- _Supplied entries_
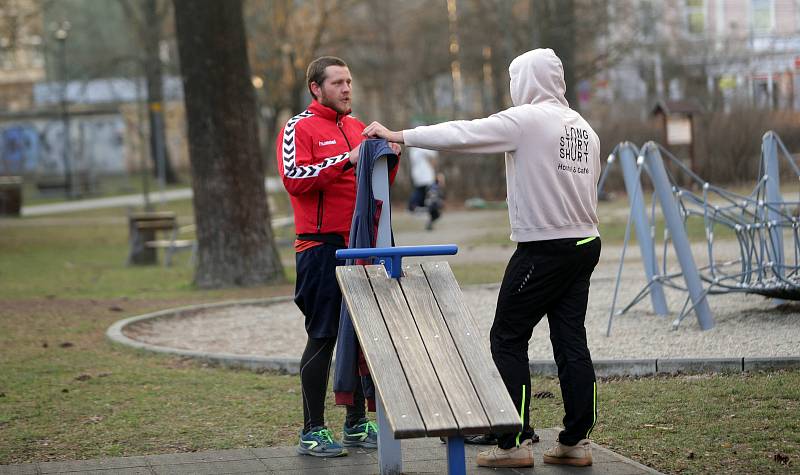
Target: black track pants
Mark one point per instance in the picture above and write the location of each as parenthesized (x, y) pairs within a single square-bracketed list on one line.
[(548, 278), (315, 367)]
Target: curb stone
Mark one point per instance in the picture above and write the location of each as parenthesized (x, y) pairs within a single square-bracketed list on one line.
[(603, 368)]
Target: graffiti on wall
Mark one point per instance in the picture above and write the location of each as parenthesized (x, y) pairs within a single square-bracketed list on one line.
[(38, 146)]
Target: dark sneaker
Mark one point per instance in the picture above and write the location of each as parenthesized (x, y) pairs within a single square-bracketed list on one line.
[(319, 443), (363, 434), (579, 455)]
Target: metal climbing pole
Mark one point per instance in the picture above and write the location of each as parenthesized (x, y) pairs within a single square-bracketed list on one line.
[(680, 240), (769, 154), (627, 158)]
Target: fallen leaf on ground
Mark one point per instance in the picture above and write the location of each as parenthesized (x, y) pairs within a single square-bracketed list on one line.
[(782, 459)]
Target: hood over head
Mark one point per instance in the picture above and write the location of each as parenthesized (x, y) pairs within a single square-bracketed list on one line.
[(537, 76)]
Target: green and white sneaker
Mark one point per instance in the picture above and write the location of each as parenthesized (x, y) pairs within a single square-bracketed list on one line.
[(319, 443), (364, 434)]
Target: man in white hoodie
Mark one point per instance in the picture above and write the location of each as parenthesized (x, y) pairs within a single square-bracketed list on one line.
[(552, 168)]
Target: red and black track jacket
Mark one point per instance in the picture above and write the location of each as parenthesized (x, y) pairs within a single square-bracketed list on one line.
[(314, 164)]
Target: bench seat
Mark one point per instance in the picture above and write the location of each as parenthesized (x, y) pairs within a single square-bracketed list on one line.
[(429, 362)]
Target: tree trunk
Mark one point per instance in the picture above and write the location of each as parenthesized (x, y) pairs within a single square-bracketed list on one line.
[(155, 92), (235, 241), (555, 28)]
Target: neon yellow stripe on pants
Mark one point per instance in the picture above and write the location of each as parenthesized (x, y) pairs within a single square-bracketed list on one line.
[(594, 411), (521, 414)]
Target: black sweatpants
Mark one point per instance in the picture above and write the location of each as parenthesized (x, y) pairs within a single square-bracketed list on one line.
[(317, 295), (548, 278)]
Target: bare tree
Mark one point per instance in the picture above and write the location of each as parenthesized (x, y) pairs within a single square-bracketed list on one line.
[(235, 239), (148, 18)]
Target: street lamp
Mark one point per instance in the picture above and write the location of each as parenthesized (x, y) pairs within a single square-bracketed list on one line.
[(60, 34)]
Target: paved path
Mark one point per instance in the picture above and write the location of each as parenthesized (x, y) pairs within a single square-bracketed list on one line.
[(419, 456)]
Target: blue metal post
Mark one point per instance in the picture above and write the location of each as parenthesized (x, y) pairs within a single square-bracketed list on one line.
[(627, 158), (456, 464), (390, 454), (680, 240), (769, 150)]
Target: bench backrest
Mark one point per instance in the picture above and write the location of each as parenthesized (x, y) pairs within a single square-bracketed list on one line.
[(427, 358)]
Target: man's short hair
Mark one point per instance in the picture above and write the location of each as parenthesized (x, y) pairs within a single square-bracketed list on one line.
[(316, 70)]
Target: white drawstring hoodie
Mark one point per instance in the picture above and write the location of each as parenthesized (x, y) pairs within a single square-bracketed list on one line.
[(552, 154)]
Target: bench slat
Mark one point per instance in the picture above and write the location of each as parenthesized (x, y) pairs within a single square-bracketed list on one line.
[(401, 410), (413, 356), (447, 363), (473, 349)]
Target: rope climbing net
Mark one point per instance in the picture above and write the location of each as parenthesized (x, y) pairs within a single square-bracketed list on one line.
[(764, 226)]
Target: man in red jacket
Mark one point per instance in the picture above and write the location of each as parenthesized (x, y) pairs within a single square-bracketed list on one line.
[(317, 151)]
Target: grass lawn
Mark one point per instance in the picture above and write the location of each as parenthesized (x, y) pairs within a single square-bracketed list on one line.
[(68, 393)]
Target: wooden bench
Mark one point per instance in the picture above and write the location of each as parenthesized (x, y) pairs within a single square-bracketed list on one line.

- _To do_
Set down word for word the lines starting with the one that contains "Target: paved path" and going on through the one that contains "[(317, 151)]", both ends included.

- _Solution to this exercise_
Target: paved path
Mark one point per instance in the picture above and write the location of each as parenthesized (x, y) pairs within a single square-bracketed list on one line.
[(419, 456)]
Target: blue metal post
Mark one point per instance in the picture above and write the location of each as parenthesized (x, y) pairs within a single square-bracketed list on one line.
[(627, 158), (456, 464), (390, 454), (680, 240), (769, 150)]
Target: bench backrest
Mark one point per instance in the picture above and write the location of each as parenthesized (x, y) pairs within a single square-bracketed list on one line.
[(427, 358)]
Target: man's short hair
Mark one point per instance in the picture above and write the location of each as parenthesized (x, y) pairs within a single square-bracketed list on one line.
[(316, 70)]
Target: white drawstring hoodie
Mark one point per instance in the picture above and write the location of each as parenthesized (x, y) pairs within a single square-bracketed list on one line.
[(552, 154)]
Target: bench slat
Mark one point per instance in the picture above and write the location of each as parenthesized (x, y) pairs within a single square-bracketed list on one line.
[(401, 410), (413, 356), (447, 363), (473, 349)]
Target: rope climbing net
Mark one point per instance in the picture above and write the location of each as parenthesized (x, y) pairs within a single square-bracketed list on one line.
[(764, 226)]
Target: man in red jacket
Mark one point per instance in the picture above and write the location of each as parenthesized (x, y) pairs within a single square-bracketed list on one line.
[(317, 151)]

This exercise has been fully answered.